> Task statement
Give every line of the material again, exactly as written.

> Provided data

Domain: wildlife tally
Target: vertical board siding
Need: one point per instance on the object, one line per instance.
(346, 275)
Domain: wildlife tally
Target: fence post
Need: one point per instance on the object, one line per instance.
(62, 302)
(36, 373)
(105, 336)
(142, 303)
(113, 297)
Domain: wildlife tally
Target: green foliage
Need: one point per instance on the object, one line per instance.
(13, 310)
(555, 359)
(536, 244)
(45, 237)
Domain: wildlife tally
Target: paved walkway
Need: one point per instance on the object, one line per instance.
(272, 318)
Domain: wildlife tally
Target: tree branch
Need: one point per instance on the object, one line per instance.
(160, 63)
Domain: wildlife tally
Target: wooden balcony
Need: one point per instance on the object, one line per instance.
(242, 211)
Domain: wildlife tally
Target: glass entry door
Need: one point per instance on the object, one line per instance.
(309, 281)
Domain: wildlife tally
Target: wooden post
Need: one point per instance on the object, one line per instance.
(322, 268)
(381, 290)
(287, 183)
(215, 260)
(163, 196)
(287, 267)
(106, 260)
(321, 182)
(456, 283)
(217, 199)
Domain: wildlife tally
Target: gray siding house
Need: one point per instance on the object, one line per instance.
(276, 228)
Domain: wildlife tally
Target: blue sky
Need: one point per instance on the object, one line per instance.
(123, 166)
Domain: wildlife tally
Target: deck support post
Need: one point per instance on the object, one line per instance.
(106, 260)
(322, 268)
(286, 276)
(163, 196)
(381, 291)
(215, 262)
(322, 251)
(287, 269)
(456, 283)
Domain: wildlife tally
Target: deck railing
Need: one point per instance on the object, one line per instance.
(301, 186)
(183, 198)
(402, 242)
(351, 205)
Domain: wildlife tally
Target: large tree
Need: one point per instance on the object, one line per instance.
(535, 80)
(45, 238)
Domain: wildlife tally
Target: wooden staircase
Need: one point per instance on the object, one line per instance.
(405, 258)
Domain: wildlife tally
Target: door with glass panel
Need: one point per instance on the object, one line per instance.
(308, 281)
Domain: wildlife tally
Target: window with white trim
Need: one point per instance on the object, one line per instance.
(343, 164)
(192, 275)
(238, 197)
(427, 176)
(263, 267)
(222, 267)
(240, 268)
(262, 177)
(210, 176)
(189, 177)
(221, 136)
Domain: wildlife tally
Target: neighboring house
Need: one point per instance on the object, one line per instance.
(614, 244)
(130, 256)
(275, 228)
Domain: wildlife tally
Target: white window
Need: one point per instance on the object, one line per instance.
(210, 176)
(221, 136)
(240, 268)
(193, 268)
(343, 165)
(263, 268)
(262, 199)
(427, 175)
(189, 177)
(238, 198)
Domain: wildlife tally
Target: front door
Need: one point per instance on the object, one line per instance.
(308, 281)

> Expected answer
Domain: wildlife tally
Target: vertical board siding
Need: one point per instance on the object, one line per instance.
(346, 275)
Domain: wildlife tally
Target: fence post
Need: one point per instance on the object, one line per instance.
(62, 302)
(36, 373)
(105, 336)
(142, 303)
(113, 297)
Domain: wildlife tally
Target: green foliage
Need: one point per instance on the object, one line per instance.
(13, 310)
(555, 359)
(536, 244)
(45, 237)
Domain: wildlife tally
Target: paved walkway
Need: one point per instance on the object, one line per instance.
(272, 318)
Domain: wildlife tally
Target: tree branch
Need: one point per instance on the object, one line per instance.
(160, 63)
Domain: wildlife tally
Target: wooden balcony
Need: one point per instance on the object, one line per instance.
(242, 211)
Domain: wildlife tally
Target: glass entry door
Need: one point per instance on the object, one line per instance.
(309, 281)
Domain: wildlife tally
Target: wooden post
Need: one point per instance on the object, one line per instance.
(322, 268)
(381, 290)
(287, 183)
(215, 260)
(163, 196)
(287, 267)
(106, 260)
(321, 182)
(456, 283)
(217, 199)
Domain: wildlife tally
Target: gray siding house
Need: one point per instance on the object, one line per instance.
(276, 228)
Domain: wildlife tally
Target: blue sky
Need: one point per instance on the object, one line per instance.
(123, 166)
Domain: wildlife tally
Target: deck support post
Need: one point per instance on the object, one line per instance.
(106, 260)
(322, 268)
(286, 276)
(163, 196)
(381, 291)
(215, 262)
(322, 251)
(287, 269)
(456, 283)
Domain: wildlife tally
Target: deck railing
Need: one point per instance on the object, one line per instance.
(301, 186)
(183, 198)
(402, 242)
(351, 205)
Domain: wildlife tally
Target: large tree
Need: one point per instance on the object, one line per instance.
(535, 80)
(45, 238)
Domain: wildlife tally
Target: wooden staircase
Need: one point per instance on the object, one line per instance.
(405, 258)
Domain: wildlife tally
Target: door with glass panel
Need: one point per instance on the object, one line per instance.
(308, 281)
Domain: wildlife tally
Target: window with white trim
Need: one point per instance on the object, one line per instance.
(343, 164)
(192, 275)
(238, 197)
(427, 176)
(263, 267)
(222, 267)
(240, 268)
(262, 177)
(210, 176)
(189, 177)
(221, 136)
Domain: wildlife tally
Target: neighboring house
Need: one point per instance on the object, one line per instance.
(614, 244)
(130, 256)
(275, 228)
Domain: wildlife tally
Target: white window
Need: one point per instance on the object, one line per instance.
(210, 176)
(221, 136)
(240, 268)
(193, 268)
(343, 165)
(263, 268)
(262, 199)
(427, 175)
(189, 177)
(238, 198)
Domain: wildlife tally
Target: front door
Need: one point per instance on the object, one line per instance.
(308, 281)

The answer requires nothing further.